● **INSTRUCTION**:
Only the lines from the line holding "Please identify the person standing" through the final line of the entries below are to be returned, exactly as they stand.

(Point annotation records)
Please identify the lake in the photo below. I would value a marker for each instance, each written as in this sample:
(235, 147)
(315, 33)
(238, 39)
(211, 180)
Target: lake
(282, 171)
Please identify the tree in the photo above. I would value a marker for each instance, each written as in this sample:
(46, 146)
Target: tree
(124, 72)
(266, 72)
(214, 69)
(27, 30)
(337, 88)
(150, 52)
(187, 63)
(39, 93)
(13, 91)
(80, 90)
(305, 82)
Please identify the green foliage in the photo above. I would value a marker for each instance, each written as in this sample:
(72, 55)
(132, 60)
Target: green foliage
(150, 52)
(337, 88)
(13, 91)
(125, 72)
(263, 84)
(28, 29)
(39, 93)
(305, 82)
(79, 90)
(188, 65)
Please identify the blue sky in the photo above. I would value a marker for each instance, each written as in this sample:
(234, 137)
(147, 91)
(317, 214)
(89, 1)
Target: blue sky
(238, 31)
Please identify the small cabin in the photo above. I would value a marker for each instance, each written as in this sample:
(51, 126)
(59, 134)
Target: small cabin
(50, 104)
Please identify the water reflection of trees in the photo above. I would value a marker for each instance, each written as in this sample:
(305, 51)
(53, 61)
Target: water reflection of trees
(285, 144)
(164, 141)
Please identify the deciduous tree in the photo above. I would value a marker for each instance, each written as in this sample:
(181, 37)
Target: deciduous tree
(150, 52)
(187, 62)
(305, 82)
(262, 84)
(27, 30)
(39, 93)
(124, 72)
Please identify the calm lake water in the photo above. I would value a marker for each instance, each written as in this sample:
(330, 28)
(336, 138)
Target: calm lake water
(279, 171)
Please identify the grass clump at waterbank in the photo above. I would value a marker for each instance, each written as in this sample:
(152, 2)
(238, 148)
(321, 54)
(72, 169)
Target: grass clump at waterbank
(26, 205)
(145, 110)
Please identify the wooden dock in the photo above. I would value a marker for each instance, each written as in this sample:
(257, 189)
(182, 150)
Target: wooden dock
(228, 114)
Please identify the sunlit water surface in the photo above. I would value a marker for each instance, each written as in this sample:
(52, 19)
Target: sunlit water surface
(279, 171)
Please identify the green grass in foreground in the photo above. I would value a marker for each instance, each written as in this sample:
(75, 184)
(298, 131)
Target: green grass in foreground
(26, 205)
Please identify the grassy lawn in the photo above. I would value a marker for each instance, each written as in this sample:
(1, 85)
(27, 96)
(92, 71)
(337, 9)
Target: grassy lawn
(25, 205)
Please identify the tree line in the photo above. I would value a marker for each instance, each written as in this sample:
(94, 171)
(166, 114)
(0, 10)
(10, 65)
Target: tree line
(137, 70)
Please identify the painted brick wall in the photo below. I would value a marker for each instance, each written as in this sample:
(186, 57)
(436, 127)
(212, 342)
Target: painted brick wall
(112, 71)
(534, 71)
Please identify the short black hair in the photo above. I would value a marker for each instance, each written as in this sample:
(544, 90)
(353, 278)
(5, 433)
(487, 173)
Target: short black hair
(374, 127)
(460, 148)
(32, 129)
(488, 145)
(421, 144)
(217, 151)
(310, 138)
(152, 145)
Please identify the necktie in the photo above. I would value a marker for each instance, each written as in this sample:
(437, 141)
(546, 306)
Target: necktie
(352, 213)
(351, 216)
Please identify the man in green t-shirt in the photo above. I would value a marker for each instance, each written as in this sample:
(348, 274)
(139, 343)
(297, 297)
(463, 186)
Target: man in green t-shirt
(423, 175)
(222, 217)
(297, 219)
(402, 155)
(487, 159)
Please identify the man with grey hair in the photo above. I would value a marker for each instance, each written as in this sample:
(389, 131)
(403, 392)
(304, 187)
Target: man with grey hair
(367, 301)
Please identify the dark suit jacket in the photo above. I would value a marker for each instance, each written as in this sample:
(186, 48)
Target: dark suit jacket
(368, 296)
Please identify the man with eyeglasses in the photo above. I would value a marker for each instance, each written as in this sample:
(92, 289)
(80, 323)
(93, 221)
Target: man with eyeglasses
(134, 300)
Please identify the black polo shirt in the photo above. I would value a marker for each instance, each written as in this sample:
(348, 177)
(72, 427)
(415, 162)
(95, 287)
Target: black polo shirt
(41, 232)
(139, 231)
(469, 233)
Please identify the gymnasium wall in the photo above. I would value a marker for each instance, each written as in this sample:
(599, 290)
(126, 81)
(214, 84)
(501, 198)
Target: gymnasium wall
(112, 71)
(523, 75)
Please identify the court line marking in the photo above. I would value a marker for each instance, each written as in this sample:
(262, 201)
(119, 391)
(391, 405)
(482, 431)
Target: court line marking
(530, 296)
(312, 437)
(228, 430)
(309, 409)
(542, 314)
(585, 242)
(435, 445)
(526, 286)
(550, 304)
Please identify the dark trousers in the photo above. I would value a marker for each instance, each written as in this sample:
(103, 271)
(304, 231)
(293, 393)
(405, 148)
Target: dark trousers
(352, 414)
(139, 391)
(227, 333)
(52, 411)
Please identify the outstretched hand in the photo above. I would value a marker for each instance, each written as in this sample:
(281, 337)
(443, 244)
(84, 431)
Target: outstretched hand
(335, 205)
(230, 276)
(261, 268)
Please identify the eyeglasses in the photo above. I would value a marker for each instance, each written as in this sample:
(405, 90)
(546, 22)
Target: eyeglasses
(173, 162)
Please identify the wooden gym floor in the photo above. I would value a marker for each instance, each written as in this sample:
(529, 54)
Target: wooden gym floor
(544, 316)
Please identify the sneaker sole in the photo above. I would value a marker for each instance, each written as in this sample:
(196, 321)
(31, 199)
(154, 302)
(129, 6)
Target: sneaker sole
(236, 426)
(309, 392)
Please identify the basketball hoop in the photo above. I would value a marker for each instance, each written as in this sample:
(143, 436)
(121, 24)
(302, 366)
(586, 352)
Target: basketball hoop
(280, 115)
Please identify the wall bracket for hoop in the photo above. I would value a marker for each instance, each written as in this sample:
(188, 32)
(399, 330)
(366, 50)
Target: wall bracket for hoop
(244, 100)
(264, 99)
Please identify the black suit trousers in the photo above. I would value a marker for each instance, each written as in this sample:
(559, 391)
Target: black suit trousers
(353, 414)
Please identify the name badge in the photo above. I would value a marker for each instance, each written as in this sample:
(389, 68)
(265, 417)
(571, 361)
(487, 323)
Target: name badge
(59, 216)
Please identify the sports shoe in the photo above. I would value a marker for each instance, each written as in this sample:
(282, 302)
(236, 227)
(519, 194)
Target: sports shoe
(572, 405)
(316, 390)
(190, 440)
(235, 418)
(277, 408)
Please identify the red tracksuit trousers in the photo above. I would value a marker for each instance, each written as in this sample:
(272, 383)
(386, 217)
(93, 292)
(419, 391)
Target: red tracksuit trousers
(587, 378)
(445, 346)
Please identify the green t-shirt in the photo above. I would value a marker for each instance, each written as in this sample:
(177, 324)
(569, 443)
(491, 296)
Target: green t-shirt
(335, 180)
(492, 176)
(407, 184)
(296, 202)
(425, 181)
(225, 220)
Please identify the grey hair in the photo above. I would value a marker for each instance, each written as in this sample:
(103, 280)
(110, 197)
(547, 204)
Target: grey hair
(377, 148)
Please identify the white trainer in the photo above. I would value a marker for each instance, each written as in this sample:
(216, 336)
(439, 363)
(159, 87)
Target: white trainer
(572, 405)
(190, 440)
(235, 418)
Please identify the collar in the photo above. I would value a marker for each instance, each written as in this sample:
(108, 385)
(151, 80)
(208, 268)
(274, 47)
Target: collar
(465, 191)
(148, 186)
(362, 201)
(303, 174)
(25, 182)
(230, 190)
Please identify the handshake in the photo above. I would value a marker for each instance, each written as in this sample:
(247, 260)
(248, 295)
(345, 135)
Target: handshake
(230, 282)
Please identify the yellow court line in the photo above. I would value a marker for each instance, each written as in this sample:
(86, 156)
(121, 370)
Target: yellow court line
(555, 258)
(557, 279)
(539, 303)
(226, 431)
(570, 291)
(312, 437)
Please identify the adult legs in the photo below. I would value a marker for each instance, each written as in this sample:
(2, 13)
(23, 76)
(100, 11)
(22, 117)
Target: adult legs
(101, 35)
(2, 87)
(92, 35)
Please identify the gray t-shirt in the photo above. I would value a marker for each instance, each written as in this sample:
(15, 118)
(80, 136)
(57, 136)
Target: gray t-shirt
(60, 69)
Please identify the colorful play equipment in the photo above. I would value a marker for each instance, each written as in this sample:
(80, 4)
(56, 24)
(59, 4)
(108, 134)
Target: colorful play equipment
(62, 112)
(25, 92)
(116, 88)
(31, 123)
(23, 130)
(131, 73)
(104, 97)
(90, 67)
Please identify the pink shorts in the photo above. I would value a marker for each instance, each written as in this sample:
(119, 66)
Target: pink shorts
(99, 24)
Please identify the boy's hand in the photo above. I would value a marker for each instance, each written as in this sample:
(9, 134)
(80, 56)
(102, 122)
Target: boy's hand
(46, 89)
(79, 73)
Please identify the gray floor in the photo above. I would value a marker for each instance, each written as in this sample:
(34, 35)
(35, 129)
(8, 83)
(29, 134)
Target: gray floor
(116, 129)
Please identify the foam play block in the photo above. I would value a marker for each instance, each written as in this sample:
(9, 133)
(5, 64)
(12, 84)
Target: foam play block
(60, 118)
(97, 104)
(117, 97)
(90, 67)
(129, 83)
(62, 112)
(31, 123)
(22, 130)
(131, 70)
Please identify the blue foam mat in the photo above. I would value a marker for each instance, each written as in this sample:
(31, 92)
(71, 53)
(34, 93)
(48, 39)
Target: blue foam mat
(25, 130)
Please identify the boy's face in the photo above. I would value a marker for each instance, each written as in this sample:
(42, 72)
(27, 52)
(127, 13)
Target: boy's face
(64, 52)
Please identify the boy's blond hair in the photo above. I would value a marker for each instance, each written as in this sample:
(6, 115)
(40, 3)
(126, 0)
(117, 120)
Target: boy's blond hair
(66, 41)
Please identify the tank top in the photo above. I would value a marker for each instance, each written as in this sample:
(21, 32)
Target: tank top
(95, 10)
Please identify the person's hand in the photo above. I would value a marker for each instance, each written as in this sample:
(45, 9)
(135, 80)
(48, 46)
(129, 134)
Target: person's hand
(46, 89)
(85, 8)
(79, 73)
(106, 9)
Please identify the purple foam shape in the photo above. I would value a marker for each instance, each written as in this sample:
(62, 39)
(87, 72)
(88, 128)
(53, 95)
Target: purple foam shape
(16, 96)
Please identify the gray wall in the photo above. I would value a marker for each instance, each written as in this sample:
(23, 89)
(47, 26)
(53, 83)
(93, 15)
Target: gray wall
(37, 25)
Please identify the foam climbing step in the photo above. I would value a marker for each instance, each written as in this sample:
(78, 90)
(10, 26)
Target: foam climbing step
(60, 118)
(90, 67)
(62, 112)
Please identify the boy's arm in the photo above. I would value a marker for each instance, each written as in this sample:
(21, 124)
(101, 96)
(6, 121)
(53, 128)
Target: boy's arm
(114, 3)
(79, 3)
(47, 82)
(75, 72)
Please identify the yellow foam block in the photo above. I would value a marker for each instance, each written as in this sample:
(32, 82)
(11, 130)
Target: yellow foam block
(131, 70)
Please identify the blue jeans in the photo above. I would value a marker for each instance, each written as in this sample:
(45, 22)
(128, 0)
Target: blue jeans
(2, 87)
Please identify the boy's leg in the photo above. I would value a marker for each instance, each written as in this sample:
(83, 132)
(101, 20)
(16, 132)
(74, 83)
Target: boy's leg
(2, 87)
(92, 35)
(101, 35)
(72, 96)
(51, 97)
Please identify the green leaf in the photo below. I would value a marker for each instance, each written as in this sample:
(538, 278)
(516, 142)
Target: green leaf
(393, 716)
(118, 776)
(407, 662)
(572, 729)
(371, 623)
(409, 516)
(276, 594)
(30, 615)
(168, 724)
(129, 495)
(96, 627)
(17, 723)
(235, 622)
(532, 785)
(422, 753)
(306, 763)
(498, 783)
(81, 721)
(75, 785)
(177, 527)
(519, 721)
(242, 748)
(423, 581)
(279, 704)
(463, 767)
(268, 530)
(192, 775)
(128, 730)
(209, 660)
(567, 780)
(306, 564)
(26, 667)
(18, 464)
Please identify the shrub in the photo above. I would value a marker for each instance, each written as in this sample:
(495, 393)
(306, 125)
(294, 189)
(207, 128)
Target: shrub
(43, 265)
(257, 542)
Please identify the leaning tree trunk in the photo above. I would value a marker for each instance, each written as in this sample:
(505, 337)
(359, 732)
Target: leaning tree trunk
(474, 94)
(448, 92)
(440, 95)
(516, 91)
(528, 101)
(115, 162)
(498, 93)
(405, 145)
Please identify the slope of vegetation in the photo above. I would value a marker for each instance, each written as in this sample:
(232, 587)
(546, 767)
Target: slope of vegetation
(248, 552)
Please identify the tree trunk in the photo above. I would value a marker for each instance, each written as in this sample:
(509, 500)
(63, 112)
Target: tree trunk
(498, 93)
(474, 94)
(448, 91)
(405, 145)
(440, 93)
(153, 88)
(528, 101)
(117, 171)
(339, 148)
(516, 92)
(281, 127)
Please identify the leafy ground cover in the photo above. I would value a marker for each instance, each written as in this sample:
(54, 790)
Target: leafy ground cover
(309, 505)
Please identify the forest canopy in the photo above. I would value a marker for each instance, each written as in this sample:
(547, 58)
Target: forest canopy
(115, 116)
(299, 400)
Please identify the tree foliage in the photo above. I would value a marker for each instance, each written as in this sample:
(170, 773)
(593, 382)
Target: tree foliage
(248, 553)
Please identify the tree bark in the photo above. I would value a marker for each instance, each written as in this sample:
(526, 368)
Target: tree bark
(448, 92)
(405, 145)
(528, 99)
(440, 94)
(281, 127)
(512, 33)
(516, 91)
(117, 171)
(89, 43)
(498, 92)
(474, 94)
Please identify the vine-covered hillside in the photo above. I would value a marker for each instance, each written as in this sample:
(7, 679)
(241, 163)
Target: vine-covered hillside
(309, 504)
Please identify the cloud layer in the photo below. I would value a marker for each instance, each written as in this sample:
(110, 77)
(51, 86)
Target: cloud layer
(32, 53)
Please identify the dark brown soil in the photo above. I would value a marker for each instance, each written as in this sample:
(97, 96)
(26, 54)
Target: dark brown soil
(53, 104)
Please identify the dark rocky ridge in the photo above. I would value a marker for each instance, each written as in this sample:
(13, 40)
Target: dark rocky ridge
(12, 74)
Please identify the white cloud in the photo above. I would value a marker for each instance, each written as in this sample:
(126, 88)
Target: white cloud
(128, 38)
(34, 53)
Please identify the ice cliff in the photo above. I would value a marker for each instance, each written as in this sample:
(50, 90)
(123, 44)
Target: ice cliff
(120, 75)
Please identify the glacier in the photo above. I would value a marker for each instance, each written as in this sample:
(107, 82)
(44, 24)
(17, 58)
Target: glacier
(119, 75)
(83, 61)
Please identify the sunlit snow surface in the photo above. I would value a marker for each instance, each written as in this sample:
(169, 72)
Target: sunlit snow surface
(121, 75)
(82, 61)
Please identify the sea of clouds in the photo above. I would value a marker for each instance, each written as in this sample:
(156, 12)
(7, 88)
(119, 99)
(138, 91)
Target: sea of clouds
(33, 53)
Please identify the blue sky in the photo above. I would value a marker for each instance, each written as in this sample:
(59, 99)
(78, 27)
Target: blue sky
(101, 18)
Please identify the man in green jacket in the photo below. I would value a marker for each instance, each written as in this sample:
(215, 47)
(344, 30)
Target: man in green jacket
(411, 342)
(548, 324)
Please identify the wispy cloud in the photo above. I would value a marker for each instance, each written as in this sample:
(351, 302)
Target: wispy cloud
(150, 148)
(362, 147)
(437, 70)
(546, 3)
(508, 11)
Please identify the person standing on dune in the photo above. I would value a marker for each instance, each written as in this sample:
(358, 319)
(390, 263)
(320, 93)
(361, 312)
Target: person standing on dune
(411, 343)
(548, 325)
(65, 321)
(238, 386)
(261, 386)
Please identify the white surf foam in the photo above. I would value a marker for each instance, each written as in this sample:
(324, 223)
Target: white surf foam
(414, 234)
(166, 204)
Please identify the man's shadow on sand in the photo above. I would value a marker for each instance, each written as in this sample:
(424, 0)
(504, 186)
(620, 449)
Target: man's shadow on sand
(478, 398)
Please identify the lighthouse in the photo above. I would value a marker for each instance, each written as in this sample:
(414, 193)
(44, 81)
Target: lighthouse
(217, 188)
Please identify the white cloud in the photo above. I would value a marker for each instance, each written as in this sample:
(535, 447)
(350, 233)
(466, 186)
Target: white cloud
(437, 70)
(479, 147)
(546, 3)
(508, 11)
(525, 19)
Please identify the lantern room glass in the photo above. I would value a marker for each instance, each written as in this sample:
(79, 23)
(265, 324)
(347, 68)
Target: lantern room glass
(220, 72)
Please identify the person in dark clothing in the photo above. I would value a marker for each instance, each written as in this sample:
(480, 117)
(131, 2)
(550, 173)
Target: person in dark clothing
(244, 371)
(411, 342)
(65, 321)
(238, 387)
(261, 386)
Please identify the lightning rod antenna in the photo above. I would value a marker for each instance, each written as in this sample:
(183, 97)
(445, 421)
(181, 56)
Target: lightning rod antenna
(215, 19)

● **CORRECT RESPONSE**:
Please identify the person standing on dune in the photo above. I would value a marker for each instance, each written as in this sample:
(358, 319)
(390, 263)
(320, 93)
(361, 312)
Target: person standing on dune
(411, 343)
(548, 325)
(65, 321)
(238, 386)
(261, 386)
Please identify the white surf foam in the photo above. I would value a marker for each instance, each written as in this sample:
(324, 223)
Target: white surf foam
(414, 234)
(166, 204)
Please identify the man's shadow on sand in the photo above. I would value a marker for each instance, each written as in this sample:
(424, 0)
(504, 186)
(620, 449)
Target: man's shadow on sand
(478, 398)
Please identify the lighthouse in the photo above. I would value a marker for each instance, each written as in this sample:
(414, 193)
(44, 81)
Target: lighthouse
(217, 188)
Please identify the white cloud in the photo above. I would value a marker for each instance, each written as in this sample:
(535, 447)
(350, 233)
(466, 186)
Target: white cloud
(437, 70)
(479, 147)
(546, 3)
(508, 11)
(525, 19)
Please identify the lantern room glass in the photo above. I would value a marker for each instance, each written as in this sample:
(79, 23)
(265, 324)
(347, 68)
Target: lantern room glass
(220, 72)
Please identify the person in dark clothing in the photo above. I would value a marker for each instance, each written as in this sample:
(480, 117)
(131, 2)
(550, 173)
Target: person in dark clothing
(244, 371)
(411, 342)
(65, 321)
(238, 387)
(261, 386)
Please identify the lightning rod antenna in the photo above. I would value a marker for each instance, each written as in this sample:
(183, 97)
(445, 421)
(181, 56)
Target: lightning rod antenna
(215, 19)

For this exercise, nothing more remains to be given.